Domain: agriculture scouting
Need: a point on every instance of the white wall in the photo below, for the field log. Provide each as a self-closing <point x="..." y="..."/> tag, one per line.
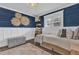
<point x="52" y="29"/>
<point x="6" y="33"/>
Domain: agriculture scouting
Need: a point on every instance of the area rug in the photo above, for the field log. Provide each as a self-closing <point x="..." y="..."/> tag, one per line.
<point x="26" y="49"/>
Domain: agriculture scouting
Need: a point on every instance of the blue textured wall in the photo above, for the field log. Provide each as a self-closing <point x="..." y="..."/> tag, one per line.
<point x="71" y="16"/>
<point x="6" y="15"/>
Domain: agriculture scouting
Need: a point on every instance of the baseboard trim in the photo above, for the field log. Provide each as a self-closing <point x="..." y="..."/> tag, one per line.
<point x="6" y="47"/>
<point x="55" y="48"/>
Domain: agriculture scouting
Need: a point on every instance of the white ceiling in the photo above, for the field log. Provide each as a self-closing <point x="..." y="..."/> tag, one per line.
<point x="41" y="9"/>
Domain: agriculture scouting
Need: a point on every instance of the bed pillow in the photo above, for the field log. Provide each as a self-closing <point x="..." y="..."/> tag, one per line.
<point x="69" y="33"/>
<point x="59" y="33"/>
<point x="63" y="33"/>
<point x="76" y="34"/>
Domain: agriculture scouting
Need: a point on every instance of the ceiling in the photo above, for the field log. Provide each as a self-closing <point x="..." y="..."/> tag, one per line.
<point x="41" y="9"/>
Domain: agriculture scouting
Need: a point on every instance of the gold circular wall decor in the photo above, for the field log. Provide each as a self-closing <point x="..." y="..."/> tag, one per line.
<point x="15" y="22"/>
<point x="18" y="15"/>
<point x="25" y="20"/>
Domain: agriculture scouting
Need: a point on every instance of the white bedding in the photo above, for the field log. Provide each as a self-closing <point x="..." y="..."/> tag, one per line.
<point x="61" y="42"/>
<point x="6" y="33"/>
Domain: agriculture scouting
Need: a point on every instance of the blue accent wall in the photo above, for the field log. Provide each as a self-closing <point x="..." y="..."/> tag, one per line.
<point x="71" y="16"/>
<point x="42" y="21"/>
<point x="6" y="15"/>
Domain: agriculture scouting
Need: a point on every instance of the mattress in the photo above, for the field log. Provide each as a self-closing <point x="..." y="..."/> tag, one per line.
<point x="61" y="42"/>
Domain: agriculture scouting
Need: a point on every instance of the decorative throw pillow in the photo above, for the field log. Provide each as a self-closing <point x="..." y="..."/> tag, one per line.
<point x="69" y="33"/>
<point x="76" y="34"/>
<point x="59" y="33"/>
<point x="63" y="33"/>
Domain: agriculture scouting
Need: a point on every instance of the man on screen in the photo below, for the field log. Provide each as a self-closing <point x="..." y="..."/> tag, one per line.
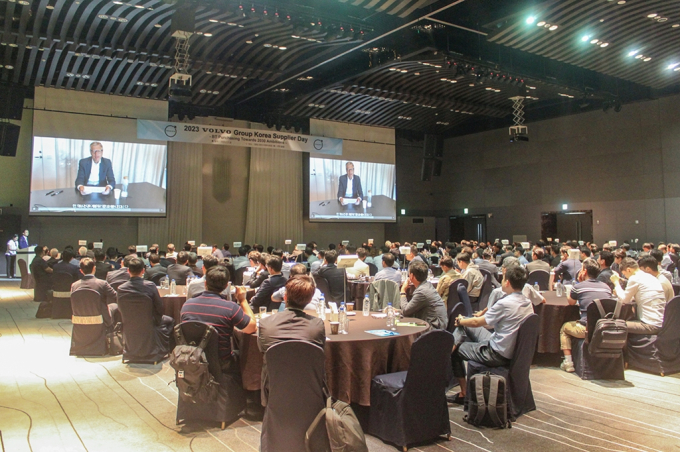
<point x="95" y="171"/>
<point x="349" y="185"/>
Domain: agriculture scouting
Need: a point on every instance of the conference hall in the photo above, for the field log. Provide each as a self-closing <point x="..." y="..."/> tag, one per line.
<point x="340" y="225"/>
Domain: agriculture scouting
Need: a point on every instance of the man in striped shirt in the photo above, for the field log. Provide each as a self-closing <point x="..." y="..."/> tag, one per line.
<point x="211" y="308"/>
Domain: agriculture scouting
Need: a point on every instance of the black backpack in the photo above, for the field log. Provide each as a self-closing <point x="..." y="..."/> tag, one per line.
<point x="488" y="406"/>
<point x="192" y="375"/>
<point x="610" y="333"/>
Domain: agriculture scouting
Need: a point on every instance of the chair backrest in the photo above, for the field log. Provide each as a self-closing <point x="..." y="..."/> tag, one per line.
<point x="61" y="282"/>
<point x="453" y="298"/>
<point x="465" y="299"/>
<point x="296" y="381"/>
<point x="541" y="277"/>
<point x="608" y="304"/>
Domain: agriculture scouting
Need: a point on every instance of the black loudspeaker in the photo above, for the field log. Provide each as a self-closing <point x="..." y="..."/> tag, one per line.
<point x="11" y="102"/>
<point x="433" y="146"/>
<point x="426" y="170"/>
<point x="9" y="139"/>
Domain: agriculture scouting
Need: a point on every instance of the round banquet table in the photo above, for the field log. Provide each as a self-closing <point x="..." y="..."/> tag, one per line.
<point x="352" y="360"/>
<point x="554" y="313"/>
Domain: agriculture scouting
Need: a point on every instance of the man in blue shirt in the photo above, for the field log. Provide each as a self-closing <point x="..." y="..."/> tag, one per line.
<point x="585" y="292"/>
<point x="493" y="349"/>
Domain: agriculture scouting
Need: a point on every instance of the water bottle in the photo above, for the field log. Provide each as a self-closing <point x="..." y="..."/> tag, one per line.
<point x="342" y="318"/>
<point x="559" y="289"/>
<point x="390" y="316"/>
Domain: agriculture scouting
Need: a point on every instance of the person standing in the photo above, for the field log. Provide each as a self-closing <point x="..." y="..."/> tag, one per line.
<point x="11" y="255"/>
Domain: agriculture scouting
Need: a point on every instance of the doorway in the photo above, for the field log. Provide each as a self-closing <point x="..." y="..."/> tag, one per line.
<point x="567" y="225"/>
<point x="468" y="227"/>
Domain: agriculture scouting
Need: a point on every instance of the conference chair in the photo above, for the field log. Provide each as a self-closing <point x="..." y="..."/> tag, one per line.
<point x="541" y="277"/>
<point x="144" y="341"/>
<point x="410" y="407"/>
<point x="296" y="385"/>
<point x="27" y="281"/>
<point x="658" y="354"/>
<point x="589" y="367"/>
<point x="61" y="295"/>
<point x="518" y="386"/>
<point x="88" y="337"/>
<point x="453" y="298"/>
<point x="231" y="397"/>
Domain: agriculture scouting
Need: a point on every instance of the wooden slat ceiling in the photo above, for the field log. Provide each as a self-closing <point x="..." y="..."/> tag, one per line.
<point x="650" y="28"/>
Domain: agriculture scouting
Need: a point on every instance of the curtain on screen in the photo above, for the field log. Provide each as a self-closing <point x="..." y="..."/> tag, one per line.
<point x="185" y="202"/>
<point x="274" y="197"/>
<point x="56" y="165"/>
<point x="325" y="173"/>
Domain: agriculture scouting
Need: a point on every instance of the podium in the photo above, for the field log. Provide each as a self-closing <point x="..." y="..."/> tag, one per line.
<point x="26" y="254"/>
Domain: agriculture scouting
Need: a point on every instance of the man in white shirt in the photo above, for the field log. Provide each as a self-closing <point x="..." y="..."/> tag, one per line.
<point x="647" y="293"/>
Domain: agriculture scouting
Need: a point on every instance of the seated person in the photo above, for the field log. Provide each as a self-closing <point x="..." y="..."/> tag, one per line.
<point x="274" y="282"/>
<point x="156" y="267"/>
<point x="138" y="286"/>
<point x="180" y="271"/>
<point x="425" y="304"/>
<point x="209" y="307"/>
<point x="64" y="266"/>
<point x="278" y="296"/>
<point x="448" y="276"/>
<point x="117" y="277"/>
<point x="334" y="275"/>
<point x="109" y="308"/>
<point x="471" y="274"/>
<point x="588" y="288"/>
<point x="650" y="265"/>
<point x="388" y="271"/>
<point x="196" y="287"/>
<point x="291" y="324"/>
<point x="473" y="342"/>
<point x="647" y="293"/>
<point x="259" y="262"/>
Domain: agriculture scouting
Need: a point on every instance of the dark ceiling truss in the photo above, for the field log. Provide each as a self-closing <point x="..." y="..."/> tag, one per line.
<point x="625" y="27"/>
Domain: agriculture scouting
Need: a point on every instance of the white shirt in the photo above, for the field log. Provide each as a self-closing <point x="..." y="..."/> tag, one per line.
<point x="648" y="294"/>
<point x="94" y="174"/>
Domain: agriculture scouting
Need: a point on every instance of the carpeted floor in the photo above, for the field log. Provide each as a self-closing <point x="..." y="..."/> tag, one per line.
<point x="50" y="401"/>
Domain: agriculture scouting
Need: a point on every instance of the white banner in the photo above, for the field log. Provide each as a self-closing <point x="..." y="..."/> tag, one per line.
<point x="234" y="136"/>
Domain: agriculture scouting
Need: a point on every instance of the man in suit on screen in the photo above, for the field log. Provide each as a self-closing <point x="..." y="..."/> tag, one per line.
<point x="95" y="171"/>
<point x="349" y="185"/>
□ □ □ □
### TASK REQUIREMENTS
The answer should be nothing more than the lines from the one with "Need: a point on every instance of the carpeted" through the end of the entries, restated word for word.

### WRITTEN SOLUTION
Need: a point on every instance of the carpeted floor in the photo above, for the field log. Provide each as a self-closing <point x="..." y="..."/> tag, one per line.
<point x="50" y="401"/>
Domain: agriculture scouting
Need: a point on every instance of the white banner in the photo above, for the field log. Provide each as a self-closing <point x="..." y="..."/> tag, one per line.
<point x="234" y="136"/>
Domain: agriculture scouting
Need: a point on every instance of the man in suit on screen in the photo above, for the field log. Provide each as a self-closing <point x="..." y="..."/> tag, one per line.
<point x="95" y="171"/>
<point x="349" y="185"/>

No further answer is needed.